• [Action item]
Print the first line of the records below and every line after it, up to and including the line with "Please draw the outline of every instance of the **thin". Print nothing else.

Stored data entries:

----

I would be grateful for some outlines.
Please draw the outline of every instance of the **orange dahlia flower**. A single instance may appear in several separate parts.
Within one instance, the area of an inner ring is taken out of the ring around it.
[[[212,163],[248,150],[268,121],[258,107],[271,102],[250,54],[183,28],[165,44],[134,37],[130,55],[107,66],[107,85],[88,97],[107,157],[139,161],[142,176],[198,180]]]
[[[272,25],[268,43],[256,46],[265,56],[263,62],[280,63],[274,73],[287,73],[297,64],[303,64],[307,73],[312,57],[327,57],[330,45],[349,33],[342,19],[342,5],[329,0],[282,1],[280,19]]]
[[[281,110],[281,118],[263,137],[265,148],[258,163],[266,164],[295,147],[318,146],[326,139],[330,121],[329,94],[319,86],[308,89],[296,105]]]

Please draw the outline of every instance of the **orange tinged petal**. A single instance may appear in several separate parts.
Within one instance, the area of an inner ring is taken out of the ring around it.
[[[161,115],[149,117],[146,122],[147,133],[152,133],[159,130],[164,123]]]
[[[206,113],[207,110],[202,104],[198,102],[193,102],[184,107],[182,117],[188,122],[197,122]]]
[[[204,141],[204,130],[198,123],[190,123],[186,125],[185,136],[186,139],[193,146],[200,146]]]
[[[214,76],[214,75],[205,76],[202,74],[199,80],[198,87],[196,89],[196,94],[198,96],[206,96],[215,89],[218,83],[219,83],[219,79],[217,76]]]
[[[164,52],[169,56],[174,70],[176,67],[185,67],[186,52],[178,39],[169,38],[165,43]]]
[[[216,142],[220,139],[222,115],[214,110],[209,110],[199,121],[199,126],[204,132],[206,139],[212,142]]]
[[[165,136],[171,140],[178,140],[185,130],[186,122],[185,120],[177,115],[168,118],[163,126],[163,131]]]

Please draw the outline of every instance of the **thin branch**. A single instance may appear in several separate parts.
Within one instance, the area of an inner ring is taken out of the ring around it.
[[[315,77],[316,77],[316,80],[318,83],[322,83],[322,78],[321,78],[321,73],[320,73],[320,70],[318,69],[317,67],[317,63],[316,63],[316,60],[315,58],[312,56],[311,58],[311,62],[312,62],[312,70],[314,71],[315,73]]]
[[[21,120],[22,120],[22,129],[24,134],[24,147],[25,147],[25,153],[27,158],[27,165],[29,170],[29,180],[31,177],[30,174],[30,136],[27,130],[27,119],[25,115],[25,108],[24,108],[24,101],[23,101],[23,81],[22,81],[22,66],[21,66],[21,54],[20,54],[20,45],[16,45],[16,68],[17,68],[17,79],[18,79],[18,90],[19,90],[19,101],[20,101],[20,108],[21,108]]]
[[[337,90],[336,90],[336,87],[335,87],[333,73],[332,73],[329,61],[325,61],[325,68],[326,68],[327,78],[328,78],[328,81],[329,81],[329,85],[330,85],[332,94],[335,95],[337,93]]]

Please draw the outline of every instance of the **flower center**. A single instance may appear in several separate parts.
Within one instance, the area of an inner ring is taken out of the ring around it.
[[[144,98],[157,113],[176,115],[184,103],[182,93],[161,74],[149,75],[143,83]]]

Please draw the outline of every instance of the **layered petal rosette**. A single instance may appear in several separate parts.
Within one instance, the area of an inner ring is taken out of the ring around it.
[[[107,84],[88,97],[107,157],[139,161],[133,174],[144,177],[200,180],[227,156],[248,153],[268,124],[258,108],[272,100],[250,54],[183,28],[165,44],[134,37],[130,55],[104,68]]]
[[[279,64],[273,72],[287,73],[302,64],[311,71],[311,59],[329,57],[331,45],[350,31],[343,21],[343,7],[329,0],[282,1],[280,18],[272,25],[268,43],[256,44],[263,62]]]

----

• [Task answer]
I would be grateful for some outlines.
Please draw the outline of every instance of the **orange dahlia flower**. A single instance may appear in several separate parts.
Within one instance, the area of an inner ring is taken out of the ring around it.
[[[212,163],[248,150],[268,121],[258,107],[271,102],[250,54],[183,28],[165,44],[134,37],[130,55],[107,66],[107,85],[88,97],[107,157],[139,161],[142,176],[198,180]]]
[[[272,25],[268,43],[256,46],[265,56],[263,62],[280,63],[274,73],[287,73],[297,64],[303,64],[307,73],[312,57],[327,57],[330,45],[349,33],[342,19],[342,5],[329,0],[282,1],[280,19]]]
[[[281,110],[281,118],[263,137],[265,148],[258,163],[266,164],[295,147],[318,146],[326,139],[330,121],[329,94],[319,86],[308,89],[296,105]]]

Please draw the outline of every instance of the **orange tinged petal**. A single instance may appear in several separate parts.
Within one instance, the area of an inner ring is taken out of the ring around it.
[[[161,115],[149,117],[146,122],[147,133],[152,133],[159,130],[164,123]]]
[[[206,113],[207,110],[202,104],[198,102],[193,102],[184,107],[182,117],[188,122],[197,122]]]
[[[204,141],[204,130],[198,123],[190,123],[186,125],[185,136],[186,139],[193,146],[200,146]]]
[[[214,76],[214,75],[205,76],[202,74],[199,80],[198,87],[196,89],[196,94],[198,96],[206,96],[215,89],[218,83],[219,83],[219,79],[217,76]]]
[[[164,52],[169,56],[174,70],[176,67],[185,67],[186,52],[178,39],[169,38],[165,43]]]
[[[216,142],[220,139],[222,115],[214,110],[209,110],[199,121],[199,126],[204,132],[206,139],[212,142]]]
[[[165,136],[171,140],[178,140],[185,130],[186,122],[185,120],[177,115],[168,118],[163,126],[163,131]]]

Please draw the outline of every instance of the **thin branch**. A single instance may appear in several separate parts.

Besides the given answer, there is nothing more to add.